Task brief: The answer must be the data, repeated exactly.

(Records from a data collection)
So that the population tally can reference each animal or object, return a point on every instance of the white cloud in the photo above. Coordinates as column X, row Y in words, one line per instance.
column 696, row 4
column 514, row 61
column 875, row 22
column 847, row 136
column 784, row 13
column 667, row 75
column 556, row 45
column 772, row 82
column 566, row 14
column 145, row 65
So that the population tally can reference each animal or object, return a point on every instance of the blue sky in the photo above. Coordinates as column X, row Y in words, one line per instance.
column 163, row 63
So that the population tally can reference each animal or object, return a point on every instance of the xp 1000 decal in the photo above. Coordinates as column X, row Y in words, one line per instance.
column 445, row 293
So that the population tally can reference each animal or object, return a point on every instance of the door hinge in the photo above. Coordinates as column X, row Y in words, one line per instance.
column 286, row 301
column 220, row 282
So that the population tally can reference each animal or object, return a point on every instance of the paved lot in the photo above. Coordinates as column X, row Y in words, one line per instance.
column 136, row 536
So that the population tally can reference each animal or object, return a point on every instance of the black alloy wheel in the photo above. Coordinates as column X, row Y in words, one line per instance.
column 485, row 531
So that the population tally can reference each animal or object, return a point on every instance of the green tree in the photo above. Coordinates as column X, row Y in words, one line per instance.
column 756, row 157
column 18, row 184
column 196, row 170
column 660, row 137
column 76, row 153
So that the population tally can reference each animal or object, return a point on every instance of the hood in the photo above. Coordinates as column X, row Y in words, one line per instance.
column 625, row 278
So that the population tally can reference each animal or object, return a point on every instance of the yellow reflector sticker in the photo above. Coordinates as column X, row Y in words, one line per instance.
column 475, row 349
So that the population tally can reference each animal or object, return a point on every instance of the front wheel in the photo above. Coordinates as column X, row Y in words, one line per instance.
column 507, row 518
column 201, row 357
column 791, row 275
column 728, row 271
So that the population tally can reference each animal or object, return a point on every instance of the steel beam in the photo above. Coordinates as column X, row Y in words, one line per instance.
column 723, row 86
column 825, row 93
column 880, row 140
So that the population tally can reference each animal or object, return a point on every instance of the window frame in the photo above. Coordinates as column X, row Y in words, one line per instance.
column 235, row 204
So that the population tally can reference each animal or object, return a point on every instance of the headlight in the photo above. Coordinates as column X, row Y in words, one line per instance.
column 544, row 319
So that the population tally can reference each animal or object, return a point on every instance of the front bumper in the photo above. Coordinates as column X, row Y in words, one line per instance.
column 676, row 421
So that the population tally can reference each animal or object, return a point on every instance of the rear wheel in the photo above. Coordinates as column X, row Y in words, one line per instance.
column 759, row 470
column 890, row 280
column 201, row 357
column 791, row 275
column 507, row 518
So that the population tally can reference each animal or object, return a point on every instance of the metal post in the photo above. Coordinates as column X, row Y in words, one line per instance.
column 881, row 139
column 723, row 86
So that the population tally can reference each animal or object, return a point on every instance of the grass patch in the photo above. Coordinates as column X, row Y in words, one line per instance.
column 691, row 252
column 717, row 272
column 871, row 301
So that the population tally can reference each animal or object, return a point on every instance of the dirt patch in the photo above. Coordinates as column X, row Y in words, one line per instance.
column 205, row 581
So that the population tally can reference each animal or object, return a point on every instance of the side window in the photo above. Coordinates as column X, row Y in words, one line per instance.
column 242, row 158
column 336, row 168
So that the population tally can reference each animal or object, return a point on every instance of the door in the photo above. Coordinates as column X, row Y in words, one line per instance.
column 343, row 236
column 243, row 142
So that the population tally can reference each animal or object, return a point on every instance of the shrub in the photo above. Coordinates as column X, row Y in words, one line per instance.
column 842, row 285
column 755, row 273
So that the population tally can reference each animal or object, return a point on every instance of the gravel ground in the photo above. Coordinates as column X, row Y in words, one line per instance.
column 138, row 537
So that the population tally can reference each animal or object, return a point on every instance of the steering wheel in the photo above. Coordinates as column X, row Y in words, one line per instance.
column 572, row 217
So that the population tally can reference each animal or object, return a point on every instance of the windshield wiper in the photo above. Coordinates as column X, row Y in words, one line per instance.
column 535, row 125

Answer section:
So that the population tally can reference each animal or object, return a point on every instance of the white cloud in the photo above. Coordinates as column X, row Y in words, one line per instance.
column 696, row 4
column 514, row 61
column 875, row 22
column 847, row 136
column 784, row 13
column 667, row 75
column 556, row 45
column 772, row 82
column 566, row 14
column 145, row 65
So that the population tally can reference each animal or object, return a point on every instance of the blue sky in the photo above. Coordinates as column X, row Y in words, one line per instance.
column 163, row 63
So that the population tally can reference each animal or object, return a point on every instance of the xp 1000 decal in the photo above. Coordinates as column X, row Y in words, one line per instance.
column 445, row 293
So that the population tally can reference each animal or object, return a point on every instance of the door hinge in the photo above. Coordinates as column X, row Y in words, one line per instance.
column 286, row 301
column 220, row 282
So that the population tally can reference each animal or object, return a point on every instance of the paved lot in the photo above. Coordinates as column X, row Y in words, one line per instance.
column 136, row 536
So that the population tally can reference each animal or object, return a point on every instance of the black alloy wheel in the photo above. Coordinates as column X, row Y in words, one line per instance.
column 485, row 531
So that the population tally can reference each animal or object, return a point on every instance of the green tree in the photo above. Coordinates as column X, row Y in words, one line per instance.
column 756, row 157
column 18, row 184
column 196, row 170
column 660, row 137
column 76, row 153
So that the population tally can reference each animal or object, return a point on every instance of the hood in the photo above. Coordinates as column X, row Y in words, one line per instance.
column 625, row 278
So that the population tally can reference each animal or object, return a point on every instance of the yellow reflector sticker in the photo above. Coordinates as column X, row Y in words, one line per instance.
column 475, row 349
So that the population tally can reference each animal or object, return a point on every instance of the front wheel in the photo above. Coordinates as column X, row Y in words, one line per instance.
column 507, row 518
column 201, row 357
column 791, row 275
column 728, row 271
So that the population tally can reference each animal or object, return a point on every instance of the steel beam in the photo above. Coordinates as column X, row Y in words, one line per instance.
column 723, row 86
column 825, row 93
column 880, row 140
So that the population tally can reference each animal or object, return a point on every instance of the window frame in the photo above. Coordinates as column X, row Y in words, one line per instance.
column 235, row 204
So that the population tally can reference each animal or object, return a point on every instance of the headlight in the photo above. Coordinates as column X, row Y in words, one line per instance.
column 544, row 319
So that the population tally can reference each animal or object, return a point on every instance of the front bumper in the photo above. Coordinates as column X, row Y in words, one line per instance.
column 676, row 421
So that the population tally can reference each animal or object, return a point on every instance of the rear wheel in the photo above. Coordinates as column X, row Y in words, one line per instance.
column 759, row 470
column 890, row 280
column 201, row 357
column 791, row 275
column 507, row 518
So that the population tally can reference each animal or object, return a point on every instance of the metal post in the photo above. Coordinates as column X, row Y in words, one line per instance.
column 881, row 139
column 723, row 86
So that the population tally can reference each animal or object, return a point on every instance of the grass patch in the photo above. Coordinates as column X, row Y in words, one line per instance.
column 691, row 252
column 717, row 272
column 871, row 301
So that the population tally can reference each animal or object, return a point on every instance of the dirt patch in the photo above. Coordinates as column X, row Y in words, one line per instance.
column 205, row 581
So that the population tally can reference each animal or object, return a point on every instance of the side window in the photo above. Coordinates as column X, row Y in words, one line per instance.
column 242, row 158
column 336, row 168
So that the population tally can reference each animal or object, return a point on every instance of the door in the photo above. Coordinates as column X, row Y in words, one line per instance.
column 343, row 236
column 243, row 142
So that the population tally can reference each animal or object, return a point on every instance of the shrub in the photo above. Coordinates as column X, row Y in words, one line per instance.
column 842, row 285
column 755, row 273
So that the population tally can reference each animal or object, return a point on every instance of the gravel ground in the photo above. Coordinates as column X, row Y in words, one line per instance.
column 138, row 537
So that the population tally can reference each animal or object, return a point on every instance of the steering wheel in the photo above. Coordinates as column X, row Y in words, one line per instance.
column 572, row 217
So that the population tally can reference each animal or object, return a point on every instance of the windshield wiper in the photo above. Coordinates as column X, row Y in words, one line per instance.
column 535, row 125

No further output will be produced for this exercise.